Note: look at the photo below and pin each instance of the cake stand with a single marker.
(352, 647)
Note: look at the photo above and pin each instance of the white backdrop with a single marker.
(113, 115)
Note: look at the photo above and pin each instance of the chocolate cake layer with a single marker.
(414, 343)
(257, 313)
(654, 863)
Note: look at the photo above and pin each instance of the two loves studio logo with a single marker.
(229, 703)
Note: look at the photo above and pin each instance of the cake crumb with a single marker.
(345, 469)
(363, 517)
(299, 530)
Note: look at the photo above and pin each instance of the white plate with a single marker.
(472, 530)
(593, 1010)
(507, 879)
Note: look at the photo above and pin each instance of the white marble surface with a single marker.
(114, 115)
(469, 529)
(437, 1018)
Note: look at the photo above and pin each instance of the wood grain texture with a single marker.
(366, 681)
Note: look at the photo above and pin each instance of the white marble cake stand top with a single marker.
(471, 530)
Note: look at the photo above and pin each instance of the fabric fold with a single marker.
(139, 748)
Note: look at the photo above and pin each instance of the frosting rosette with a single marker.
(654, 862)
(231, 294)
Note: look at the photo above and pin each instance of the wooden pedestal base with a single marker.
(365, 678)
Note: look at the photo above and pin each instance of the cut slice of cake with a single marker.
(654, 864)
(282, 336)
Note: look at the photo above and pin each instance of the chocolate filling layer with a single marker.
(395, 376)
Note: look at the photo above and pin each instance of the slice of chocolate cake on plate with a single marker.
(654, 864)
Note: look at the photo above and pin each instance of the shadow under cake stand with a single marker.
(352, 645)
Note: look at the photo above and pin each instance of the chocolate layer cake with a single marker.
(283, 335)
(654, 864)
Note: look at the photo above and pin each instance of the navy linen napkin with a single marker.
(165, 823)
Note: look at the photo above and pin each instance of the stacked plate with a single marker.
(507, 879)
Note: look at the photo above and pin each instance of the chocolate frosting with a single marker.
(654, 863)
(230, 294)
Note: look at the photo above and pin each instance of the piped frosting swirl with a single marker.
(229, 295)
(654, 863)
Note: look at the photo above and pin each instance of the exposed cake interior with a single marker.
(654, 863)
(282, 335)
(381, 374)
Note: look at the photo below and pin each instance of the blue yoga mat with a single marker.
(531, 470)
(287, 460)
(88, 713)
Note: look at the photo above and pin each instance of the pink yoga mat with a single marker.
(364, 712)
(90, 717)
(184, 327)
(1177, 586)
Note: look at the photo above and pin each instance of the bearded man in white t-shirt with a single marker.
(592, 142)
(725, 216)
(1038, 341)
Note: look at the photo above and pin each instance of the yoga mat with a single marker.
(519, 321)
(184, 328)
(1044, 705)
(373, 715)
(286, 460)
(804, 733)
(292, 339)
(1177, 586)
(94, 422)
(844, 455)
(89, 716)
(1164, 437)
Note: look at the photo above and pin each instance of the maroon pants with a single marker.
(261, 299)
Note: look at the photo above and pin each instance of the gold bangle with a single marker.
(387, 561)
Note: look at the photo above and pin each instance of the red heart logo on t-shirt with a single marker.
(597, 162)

### Exercise aim
Reproduce all of the lines above, replacing every occurrence of "single marker" with "single point" and leaving everything else unchanged.

### Exercise output
Note: look at the photo below and pin each instance of the cake stand with a single point.
(352, 647)
Note: look at the photo above and pin each instance of the white backdrop with a single point.
(113, 115)
Note: look at the photo above and pin each instance of the chocolate cake layer with a single point.
(414, 343)
(257, 313)
(654, 863)
Note: look at the photo above and pin each instance of the two loves studio logo with a single point.
(229, 703)
Note: look at the photo above and pin each instance of the cake crumb with a single point.
(345, 469)
(363, 517)
(299, 530)
Note: look at the photo above and pin each instance of the white plate with a single point.
(472, 530)
(593, 1010)
(507, 879)
Note: look at the photo above and pin each instance of the white marble surface with a single point.
(114, 115)
(469, 529)
(437, 1018)
Note: look at the photo above and pin each instance of the wood grain texture with a single point.
(366, 681)
Note: look at the photo above and pin each instance of the white marble cake stand top with a single point.
(471, 530)
Note: look at the photo above and pin each instance of the fabric fold with a single point.
(139, 748)
Note: look at the photo above and pin each instance of the frosting rosette with a single point.
(654, 862)
(231, 294)
Note: look at the photo above and pin each instance of the wooden pedestal base with a single point.
(365, 678)
Note: look at the photo above and pin each instance of the cut slice of cake with a single point.
(654, 864)
(282, 336)
Note: look at the photo above and pin each instance of the chocolate filling layer with a single point.
(395, 376)
Note: look at the photo above and pin each instance of the slice of chocolate cake on plate with a single point.
(654, 864)
Note: look at the photo above and pin each instance of the shadow under cake stand with a single point.
(352, 645)
Note: look at the photo above and pin each instance of the chocolate layer cake with a single point.
(283, 335)
(654, 864)
Note: look at the photo above and pin each instance of the navy linen napkin with a single point.
(165, 823)
Note: look at the photo above and pin each instance of the stacked plate with a single point.
(507, 879)
Note: look at the photo above and pin each instance of the chocolate frosting with a single point.
(654, 863)
(230, 294)
Note: look at the photo above and pin each instance of the piped frosting swirl with a single point.
(229, 295)
(654, 863)
Note: look at the photo above and pin each instance of the exposed cake interior with a single point.
(654, 863)
(282, 335)
(381, 374)
Note: look at the photo below and pin each instance of the blue yoga mat with a single point.
(531, 470)
(287, 460)
(88, 713)
Note: look at the photo above and pin each instance of the pink yoga mat with a single point.
(364, 712)
(90, 717)
(184, 327)
(1177, 586)
Note: look at the photo above and pin each instance of the bearded man in white t-shirt with a single point.
(592, 142)
(725, 216)
(1038, 341)
Note: look at the photo above and pin each instance of the yoga mat with a single point.
(519, 321)
(184, 328)
(1044, 705)
(373, 715)
(286, 460)
(804, 733)
(292, 339)
(1177, 586)
(94, 422)
(844, 455)
(89, 716)
(1164, 437)
Note: look at the photo above and pin each instance of the maroon pants with a single point.
(261, 299)
Note: look at the photo above and pin each instance of the gold bangle with a single point.
(387, 561)
Note: look at the photo above and pin each instance of the red heart logo on t-shirt with a single point.
(597, 162)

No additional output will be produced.